▸ ページ:
■ ■ ■ ■ ■
指導者は「学ぶことの専門家」 コーチングが競技者の能力を引き出す
コーチングって何?
「コーチング」という言葉は、教育、ビジネスをはじめ、さまざまな分野で活用されています。コーチングとは、目標を達成するために必要な知識やスキルをみつけ出し、そのクリアに向けたプロセスを支援し、その人が行きたいところに連れて行くことを意味します。指導者に求められる資質も変化しています。
「教える人」から「学び続ける人」へ
コーチは、「教える人」というよりも、最近では「学ぶことの専門家」という位置づけに変わりつつあります。スポーツの現場では、一昔前であれば根性論が隆盛し、水を飲ませない指導が当たり前でしたが現在では通用しません。逆にパフォーマンスを下げ、安全面でも問題です。また体罰、罰走なども同様です。罰は悪いことをした人に与えられるもので、例えば足が遅い、ボール操作が上手ではないというのは、指導改善余地であって、悪いことではないのです。できないからこそ、できるようにするための最適な方法を指導者が学び、提案することが大切です。つまり、指導する側が根底に持つべき資質は、人が好きであるということです。「教えることが好き」よりも、「成長してほしい」と思う気持ちをもって「育み」、できるまで「待つ」ことがコーチングには重要です。
■ ■ ■ ■ ■
▸ やること:
a - コーチングについてのページでは、最近のコーチはどのような位置づけに変わりつつあるとされているか。
b - 記録から、「creel」という文字列を含む行をすべて抜き出す。
■ ■ ■ ■ ■
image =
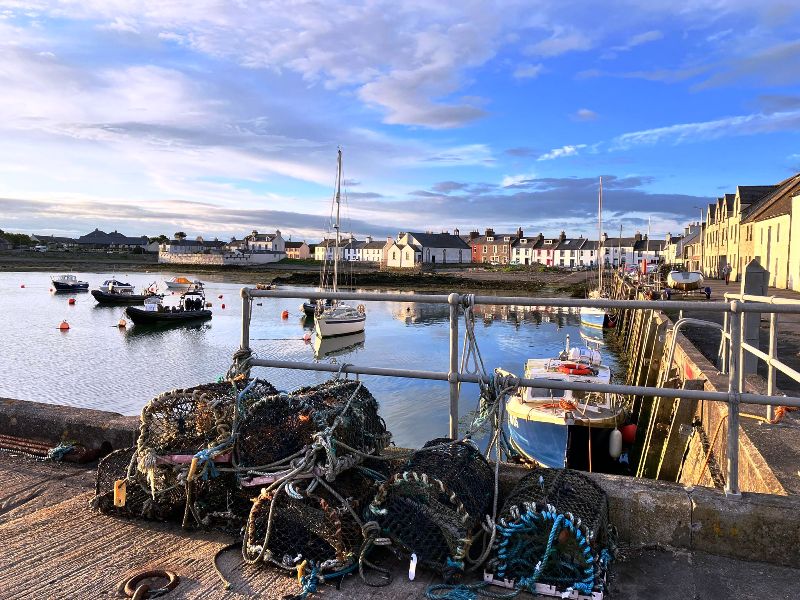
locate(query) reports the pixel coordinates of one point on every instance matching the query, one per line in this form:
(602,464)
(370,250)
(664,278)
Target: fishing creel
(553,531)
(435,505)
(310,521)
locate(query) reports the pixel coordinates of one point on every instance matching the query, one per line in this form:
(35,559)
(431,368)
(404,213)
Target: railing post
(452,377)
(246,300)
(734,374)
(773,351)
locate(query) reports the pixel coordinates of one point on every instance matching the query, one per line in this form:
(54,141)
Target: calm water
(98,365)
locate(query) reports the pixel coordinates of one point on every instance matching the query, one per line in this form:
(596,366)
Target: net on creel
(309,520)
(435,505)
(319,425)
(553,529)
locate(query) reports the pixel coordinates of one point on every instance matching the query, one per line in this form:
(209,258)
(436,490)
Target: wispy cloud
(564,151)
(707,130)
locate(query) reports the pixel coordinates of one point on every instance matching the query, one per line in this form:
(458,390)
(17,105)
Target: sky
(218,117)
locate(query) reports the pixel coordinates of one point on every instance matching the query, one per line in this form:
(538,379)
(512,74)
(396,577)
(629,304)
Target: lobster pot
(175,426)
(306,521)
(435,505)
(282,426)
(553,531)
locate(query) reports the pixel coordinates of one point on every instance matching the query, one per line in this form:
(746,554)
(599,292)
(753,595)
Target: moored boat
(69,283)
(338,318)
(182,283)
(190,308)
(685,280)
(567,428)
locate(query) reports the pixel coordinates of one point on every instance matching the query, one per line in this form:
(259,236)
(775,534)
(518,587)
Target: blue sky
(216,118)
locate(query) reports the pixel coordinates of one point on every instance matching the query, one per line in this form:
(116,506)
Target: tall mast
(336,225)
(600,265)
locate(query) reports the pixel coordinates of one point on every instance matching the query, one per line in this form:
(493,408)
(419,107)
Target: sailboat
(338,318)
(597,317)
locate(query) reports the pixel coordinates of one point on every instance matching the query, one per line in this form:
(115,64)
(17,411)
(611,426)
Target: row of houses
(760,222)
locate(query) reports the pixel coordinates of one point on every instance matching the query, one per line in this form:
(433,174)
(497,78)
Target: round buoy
■ ■ ■ ■ ■
▸ 課題ごとの答え:
a - 「学ぶことの専門家」という位置づけ。

b -
Target: fishing creel
Target: net on creel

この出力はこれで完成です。